[Trechos de um conjunto de dados de apontamento]
+ + + +
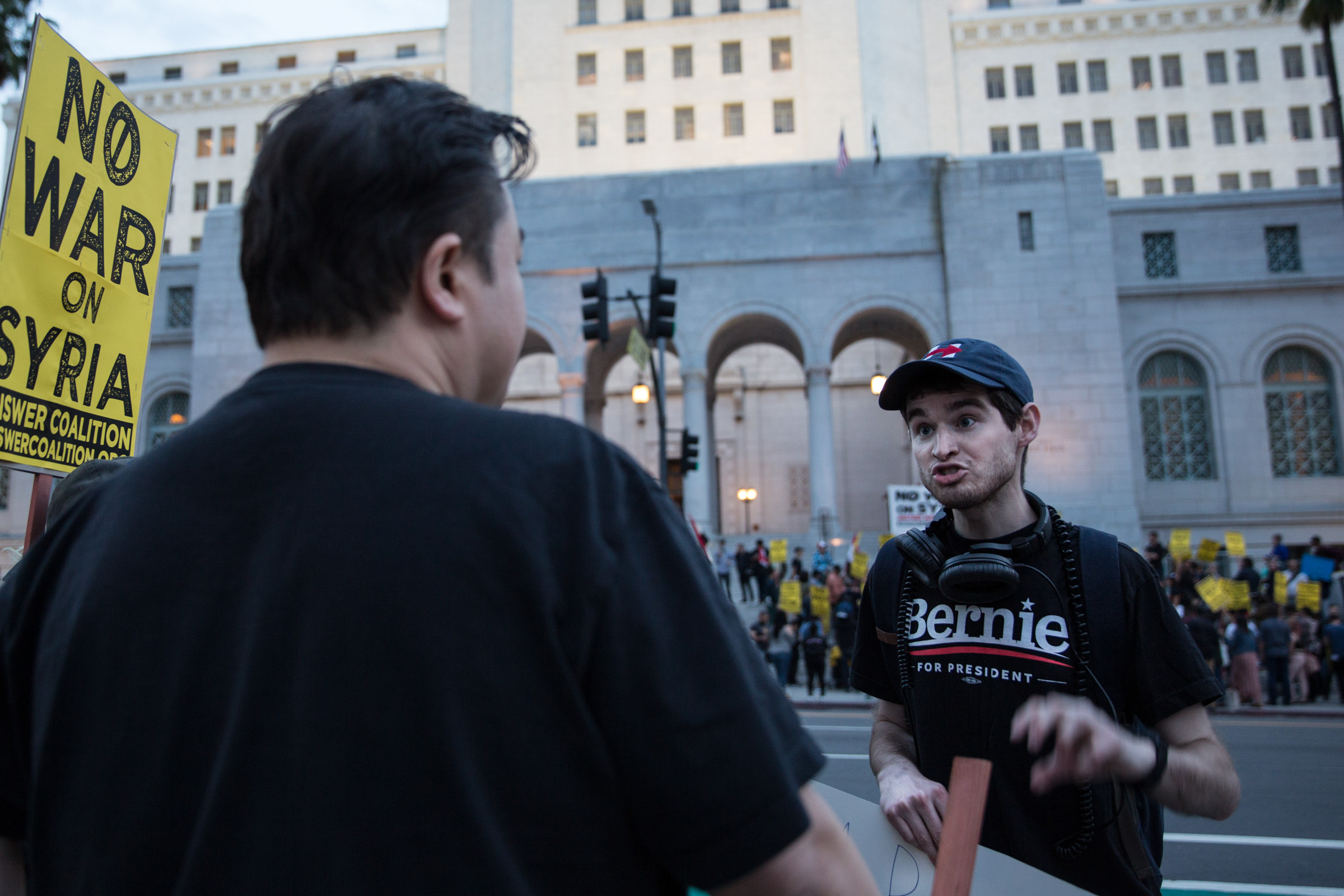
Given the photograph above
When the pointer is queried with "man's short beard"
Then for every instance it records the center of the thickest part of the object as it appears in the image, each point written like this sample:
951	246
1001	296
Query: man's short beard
963	497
+ + + +
- _Enunciado_
Copie, sem qualquer alteração, todas as linhas dos registros acima, mas omita as imagens.

- _Resposta da tarefa_
Given the photograph above
When the pointer is queried with "man's short beard"
Then for every instance it records the center of the thickest part of the object as it appears in the image, each point written like this sample:
951	246
1001	296
Query: man's short beard
963	497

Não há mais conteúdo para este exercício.